Task description:
Please check each statement against the family photograph passage below, answering yes or no and quoting the words that decide it. 1. The Great-Grandmother wears a white apron. 2. The Grandfather has his jacket on. 3. The picture was taken with a Brownie camera.

Document excerpt:
###

I hope that you too like Val’s rendering of the photograph, and of course I encourage you to delve into the many fascinating works on her site. There is something hypnotic in the transformation of black and white images into ‘real’ colour – to me it’s as though the dream world of the past blooms and expands into life.

I see into my Mother’s childhood world, a world that of course I never knew. They are posing for my Grandmother, one spring afternoon, perhaps during the Easter weekend, at Headley House. There stands my Grandfather, standing tall, and by his standards informally dressed (as he is without a jacket). There sits my Great-Grandmother, in her habitual black and spotless white apron. My Great Aunt Frad beams at the camera, no doubt a cheeky quip on her lips. She lays a gentle hand upon my Mother’s arm, just to keep her still whilst the Brownie camera focuses and clicks. Then little Jeannie can go, go and find Blackie, go and play in the sunshine for a while, before she is called in to wash her hands for tea.

###

Listed entries:
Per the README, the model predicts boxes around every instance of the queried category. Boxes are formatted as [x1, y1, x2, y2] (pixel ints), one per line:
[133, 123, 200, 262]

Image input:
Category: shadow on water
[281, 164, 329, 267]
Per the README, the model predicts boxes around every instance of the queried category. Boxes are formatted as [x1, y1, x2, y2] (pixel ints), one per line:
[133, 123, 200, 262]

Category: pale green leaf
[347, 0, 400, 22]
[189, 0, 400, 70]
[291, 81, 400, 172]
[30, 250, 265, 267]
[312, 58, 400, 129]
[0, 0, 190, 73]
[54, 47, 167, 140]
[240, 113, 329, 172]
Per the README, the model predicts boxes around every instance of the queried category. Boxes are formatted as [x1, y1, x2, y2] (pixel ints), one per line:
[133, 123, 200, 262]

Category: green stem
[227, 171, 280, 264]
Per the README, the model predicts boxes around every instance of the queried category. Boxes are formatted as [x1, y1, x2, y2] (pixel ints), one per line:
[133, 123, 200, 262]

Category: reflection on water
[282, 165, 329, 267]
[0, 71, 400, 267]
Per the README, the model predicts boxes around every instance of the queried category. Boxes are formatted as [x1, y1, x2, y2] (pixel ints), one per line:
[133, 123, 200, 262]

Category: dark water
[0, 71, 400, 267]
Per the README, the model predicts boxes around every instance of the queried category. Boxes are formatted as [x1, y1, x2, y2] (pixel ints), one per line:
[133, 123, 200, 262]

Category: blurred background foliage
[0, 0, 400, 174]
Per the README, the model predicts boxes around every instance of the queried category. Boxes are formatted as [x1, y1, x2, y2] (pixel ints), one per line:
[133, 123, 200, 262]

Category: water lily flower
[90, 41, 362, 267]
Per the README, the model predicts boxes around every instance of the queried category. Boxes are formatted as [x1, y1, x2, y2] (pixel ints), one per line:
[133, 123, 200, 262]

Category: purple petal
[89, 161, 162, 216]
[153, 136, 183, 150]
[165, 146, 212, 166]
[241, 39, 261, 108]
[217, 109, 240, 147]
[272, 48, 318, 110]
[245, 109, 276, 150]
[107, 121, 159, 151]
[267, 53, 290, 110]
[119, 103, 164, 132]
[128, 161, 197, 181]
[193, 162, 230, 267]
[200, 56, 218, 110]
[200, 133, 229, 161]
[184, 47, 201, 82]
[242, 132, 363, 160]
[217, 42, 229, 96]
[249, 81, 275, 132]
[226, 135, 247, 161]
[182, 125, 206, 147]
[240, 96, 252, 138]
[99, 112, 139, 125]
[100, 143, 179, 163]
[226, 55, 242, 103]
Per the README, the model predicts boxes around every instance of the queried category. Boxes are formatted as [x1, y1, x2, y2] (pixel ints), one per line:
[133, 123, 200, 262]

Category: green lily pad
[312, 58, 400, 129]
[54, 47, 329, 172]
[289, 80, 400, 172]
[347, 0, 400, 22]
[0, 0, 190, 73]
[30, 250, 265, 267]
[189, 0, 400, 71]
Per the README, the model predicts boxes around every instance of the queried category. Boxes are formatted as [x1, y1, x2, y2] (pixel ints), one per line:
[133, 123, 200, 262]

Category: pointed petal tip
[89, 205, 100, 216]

###

The solution:
1. Yes: "in her habitual black and spotless white apron"
2. No: "as he is without a jacket"
3. Yes: "whilst the Brownie camera focuses and clicks"